▸ **HOW TO COMPLETE THIS TASK**
Please output exactly the part of the records below that opens with the line containing "pixel 361 332" and closes with the line containing "pixel 137 284", both lines included, and nothing else.

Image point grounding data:
------------------------------------------------------------

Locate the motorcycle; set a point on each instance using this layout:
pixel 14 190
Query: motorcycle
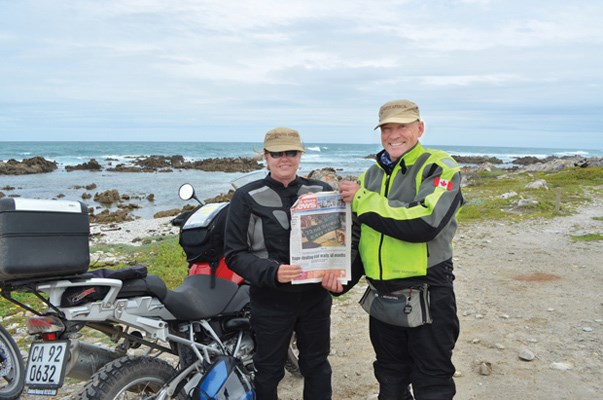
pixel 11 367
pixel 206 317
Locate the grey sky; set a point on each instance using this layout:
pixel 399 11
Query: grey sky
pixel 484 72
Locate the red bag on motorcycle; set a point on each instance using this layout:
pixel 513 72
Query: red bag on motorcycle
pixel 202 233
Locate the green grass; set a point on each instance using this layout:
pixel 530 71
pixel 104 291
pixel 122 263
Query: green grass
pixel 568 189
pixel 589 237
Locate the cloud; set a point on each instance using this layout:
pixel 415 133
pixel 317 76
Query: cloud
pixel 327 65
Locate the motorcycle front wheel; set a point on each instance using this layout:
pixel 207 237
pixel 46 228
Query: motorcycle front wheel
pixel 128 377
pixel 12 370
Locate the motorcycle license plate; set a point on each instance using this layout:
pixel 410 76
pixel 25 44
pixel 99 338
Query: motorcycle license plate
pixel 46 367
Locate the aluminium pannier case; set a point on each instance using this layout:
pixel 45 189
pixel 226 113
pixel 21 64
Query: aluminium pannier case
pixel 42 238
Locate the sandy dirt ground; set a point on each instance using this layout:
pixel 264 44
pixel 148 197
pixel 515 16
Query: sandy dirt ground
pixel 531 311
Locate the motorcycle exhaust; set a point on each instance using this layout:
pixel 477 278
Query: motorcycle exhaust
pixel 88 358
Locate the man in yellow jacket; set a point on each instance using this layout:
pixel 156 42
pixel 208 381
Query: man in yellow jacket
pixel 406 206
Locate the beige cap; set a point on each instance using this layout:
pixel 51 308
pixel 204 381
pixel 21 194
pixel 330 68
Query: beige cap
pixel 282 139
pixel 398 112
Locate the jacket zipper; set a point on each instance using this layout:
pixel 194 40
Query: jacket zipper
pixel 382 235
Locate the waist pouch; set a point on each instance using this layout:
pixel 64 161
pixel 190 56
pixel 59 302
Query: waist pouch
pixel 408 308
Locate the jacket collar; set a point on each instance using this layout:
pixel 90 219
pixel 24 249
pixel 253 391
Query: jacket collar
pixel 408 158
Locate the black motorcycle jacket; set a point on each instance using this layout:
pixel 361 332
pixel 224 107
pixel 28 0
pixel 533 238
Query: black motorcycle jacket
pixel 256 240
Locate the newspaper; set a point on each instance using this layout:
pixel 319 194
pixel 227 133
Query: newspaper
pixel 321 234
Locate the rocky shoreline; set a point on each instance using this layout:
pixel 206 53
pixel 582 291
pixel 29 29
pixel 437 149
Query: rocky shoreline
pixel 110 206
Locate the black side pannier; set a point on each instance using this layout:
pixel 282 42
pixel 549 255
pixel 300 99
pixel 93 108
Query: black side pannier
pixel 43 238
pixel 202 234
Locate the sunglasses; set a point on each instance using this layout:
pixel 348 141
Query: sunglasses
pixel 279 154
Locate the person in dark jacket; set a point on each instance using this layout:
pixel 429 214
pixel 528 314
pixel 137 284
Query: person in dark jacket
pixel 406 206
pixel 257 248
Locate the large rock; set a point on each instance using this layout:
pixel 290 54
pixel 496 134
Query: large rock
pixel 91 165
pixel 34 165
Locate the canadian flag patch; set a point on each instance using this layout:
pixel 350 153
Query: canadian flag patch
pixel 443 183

------------------------------------------------------------

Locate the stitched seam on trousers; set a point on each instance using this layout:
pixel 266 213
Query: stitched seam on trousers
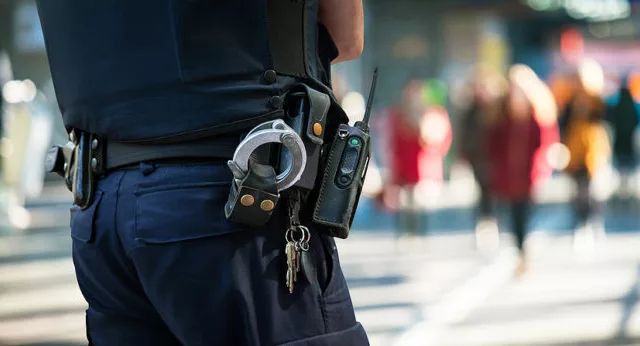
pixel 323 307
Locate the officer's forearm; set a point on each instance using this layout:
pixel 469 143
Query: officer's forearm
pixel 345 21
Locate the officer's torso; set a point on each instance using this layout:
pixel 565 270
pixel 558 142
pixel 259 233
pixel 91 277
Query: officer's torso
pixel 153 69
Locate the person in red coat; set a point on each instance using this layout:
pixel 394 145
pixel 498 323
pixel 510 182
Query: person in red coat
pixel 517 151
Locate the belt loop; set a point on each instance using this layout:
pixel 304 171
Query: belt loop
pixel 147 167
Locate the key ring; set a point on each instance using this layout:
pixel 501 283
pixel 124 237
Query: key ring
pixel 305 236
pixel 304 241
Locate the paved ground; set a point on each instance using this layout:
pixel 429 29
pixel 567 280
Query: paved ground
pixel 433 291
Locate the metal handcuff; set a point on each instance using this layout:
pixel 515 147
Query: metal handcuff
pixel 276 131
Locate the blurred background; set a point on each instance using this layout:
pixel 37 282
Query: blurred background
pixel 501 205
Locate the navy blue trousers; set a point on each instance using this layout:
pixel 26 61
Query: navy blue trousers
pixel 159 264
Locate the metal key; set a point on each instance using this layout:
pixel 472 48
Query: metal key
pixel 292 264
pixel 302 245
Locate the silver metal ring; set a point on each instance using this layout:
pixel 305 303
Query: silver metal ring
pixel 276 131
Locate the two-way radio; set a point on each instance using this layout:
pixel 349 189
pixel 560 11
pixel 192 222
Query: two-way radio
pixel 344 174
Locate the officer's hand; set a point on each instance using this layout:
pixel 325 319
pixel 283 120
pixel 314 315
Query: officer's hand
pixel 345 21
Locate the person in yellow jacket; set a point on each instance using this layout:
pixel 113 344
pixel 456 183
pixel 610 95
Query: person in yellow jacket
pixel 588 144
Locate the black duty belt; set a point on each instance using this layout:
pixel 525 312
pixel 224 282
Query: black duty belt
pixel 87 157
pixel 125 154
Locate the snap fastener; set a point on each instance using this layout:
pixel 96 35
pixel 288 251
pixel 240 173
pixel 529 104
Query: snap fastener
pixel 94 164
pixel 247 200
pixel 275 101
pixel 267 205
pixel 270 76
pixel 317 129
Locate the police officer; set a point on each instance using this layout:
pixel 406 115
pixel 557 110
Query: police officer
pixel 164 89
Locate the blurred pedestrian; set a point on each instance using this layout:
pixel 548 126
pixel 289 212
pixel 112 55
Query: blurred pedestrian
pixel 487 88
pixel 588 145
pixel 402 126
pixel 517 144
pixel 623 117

------------------------------------------------------------

▸ **REPLY TO THE TASK**
pixel 361 332
pixel 224 107
pixel 28 0
pixel 533 238
Query: black motorcycle jacket
pixel 256 240
Locate the newspaper; set a point on each instance using this layout:
pixel 319 194
pixel 227 133
Query: newspaper
pixel 321 234
Locate the rocky shoreline; set a point on each instance using this layout:
pixel 206 53
pixel 582 291
pixel 29 29
pixel 437 149
Query: rocky shoreline
pixel 110 206
Locate the black side pannier; set a point on each instance using this layout:
pixel 282 42
pixel 549 255
pixel 300 99
pixel 93 108
Query: black side pannier
pixel 43 238
pixel 202 234
Locate the sunglasses; set a point on each instance using this layout:
pixel 348 141
Query: sunglasses
pixel 279 154
Locate the person in dark jacket; set a point on each instance using this layout:
pixel 429 214
pixel 528 314
pixel 137 284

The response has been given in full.